» Problem
Reproduce the passage from the piece on Canadian mining that begins with "Miguel is an" and continues through "and ecological harm.", word for word.

» Text excerpt
Not Lost in Translation … Facing Up to Canadian Mining


Teatro Ekyumenikal, a cultural group from the National Council of Churches in the Philippines(a partner of KAIROS), performs a piece on the fullness of life at the WCC Assembly in Busan, South Korea. Photo: Jennifer Henry

Miguel’s words were polite but very direct.  He said them through a translator but the meaning was crystal clear: “Do you know that the mining companies affecting us in Latin America are Canadian?”

Miguel is an Indigenous leader from Guatemala, but earlier in the week Romanian church representatives were talking about the damaging impact of Canadian mining in a bible study on the prophet Amos. And then there was a Bishop from the Democratic Republic of Congo, and friends from the Philippines, and so on…

The extractive industry is the face of Canada, and our colleagues in the global ecumenical movement want to know how we will work with them to hold these companies to account for human rights violations and ecological harm.

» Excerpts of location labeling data
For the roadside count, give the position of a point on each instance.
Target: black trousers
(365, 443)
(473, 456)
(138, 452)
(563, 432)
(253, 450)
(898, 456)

» Task result
Miguel is an Indigenous leader from Guatemala, but earlier in the week Romanian church representatives were talking about the damaging impact of Canadian mining in a bible study on the prophet Amos. And then there was a Bishop from the Democratic Republic of Congo, and friends from the Philippines, and so on…

The extractive industry is the face of Canada, and our colleagues in the global ecumenical movement want to know how we will work with them to hold these companies to account for human rights violations and ecological harm.